##### Dataset records #####

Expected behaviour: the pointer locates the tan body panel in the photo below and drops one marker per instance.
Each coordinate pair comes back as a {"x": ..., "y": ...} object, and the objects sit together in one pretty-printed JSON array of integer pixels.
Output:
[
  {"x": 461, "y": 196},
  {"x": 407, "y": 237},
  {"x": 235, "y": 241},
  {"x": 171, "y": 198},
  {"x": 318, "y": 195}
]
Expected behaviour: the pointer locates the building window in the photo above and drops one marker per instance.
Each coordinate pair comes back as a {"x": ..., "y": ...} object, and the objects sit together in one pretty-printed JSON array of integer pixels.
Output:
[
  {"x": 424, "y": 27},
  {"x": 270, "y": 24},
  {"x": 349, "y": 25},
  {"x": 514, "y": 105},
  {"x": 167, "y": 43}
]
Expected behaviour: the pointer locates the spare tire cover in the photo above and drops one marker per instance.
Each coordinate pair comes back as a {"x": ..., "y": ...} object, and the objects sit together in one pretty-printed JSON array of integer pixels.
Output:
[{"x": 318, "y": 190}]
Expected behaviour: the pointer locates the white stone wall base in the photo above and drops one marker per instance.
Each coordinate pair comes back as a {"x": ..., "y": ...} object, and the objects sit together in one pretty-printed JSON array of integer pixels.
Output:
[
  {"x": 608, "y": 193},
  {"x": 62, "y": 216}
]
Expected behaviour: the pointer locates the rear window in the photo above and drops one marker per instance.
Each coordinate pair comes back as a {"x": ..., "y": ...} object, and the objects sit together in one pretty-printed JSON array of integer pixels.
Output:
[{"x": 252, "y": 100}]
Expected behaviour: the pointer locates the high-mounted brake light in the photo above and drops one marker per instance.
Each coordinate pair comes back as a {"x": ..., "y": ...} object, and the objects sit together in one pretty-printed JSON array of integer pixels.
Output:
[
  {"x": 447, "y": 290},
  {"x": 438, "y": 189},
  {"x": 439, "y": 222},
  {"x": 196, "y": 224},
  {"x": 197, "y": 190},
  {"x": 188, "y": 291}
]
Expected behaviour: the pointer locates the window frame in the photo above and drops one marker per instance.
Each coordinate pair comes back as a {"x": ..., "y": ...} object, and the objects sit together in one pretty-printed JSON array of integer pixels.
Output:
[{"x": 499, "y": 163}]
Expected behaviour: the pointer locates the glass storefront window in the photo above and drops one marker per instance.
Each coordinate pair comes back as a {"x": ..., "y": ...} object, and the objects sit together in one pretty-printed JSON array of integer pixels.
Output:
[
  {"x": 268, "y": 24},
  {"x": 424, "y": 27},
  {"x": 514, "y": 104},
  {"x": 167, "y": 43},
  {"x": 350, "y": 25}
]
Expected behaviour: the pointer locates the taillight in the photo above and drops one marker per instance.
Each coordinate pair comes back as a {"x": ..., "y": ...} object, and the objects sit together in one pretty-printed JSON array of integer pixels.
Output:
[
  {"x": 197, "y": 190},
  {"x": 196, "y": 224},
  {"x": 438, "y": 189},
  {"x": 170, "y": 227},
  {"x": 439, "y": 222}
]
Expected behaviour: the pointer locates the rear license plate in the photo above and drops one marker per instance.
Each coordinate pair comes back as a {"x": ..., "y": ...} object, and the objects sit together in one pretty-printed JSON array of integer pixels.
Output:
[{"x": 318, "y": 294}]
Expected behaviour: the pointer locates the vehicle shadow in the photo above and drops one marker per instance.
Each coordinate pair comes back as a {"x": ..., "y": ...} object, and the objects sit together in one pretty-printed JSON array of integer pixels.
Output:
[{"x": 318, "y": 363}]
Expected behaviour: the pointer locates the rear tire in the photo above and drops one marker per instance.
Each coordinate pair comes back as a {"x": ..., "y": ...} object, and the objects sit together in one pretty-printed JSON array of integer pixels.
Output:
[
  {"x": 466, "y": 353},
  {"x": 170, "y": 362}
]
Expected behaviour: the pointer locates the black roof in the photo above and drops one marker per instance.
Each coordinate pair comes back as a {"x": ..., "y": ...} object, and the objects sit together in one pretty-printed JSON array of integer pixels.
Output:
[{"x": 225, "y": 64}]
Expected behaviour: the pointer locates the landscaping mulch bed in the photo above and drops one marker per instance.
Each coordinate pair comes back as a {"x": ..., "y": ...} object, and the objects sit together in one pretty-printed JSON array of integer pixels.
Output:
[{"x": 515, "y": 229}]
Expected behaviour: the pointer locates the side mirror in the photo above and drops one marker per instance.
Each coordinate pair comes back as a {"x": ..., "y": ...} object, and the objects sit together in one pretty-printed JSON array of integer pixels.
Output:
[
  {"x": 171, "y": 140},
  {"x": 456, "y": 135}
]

#####

Report how many lines of the data above include "rear", giving the number and no other words.

- _Result_: 3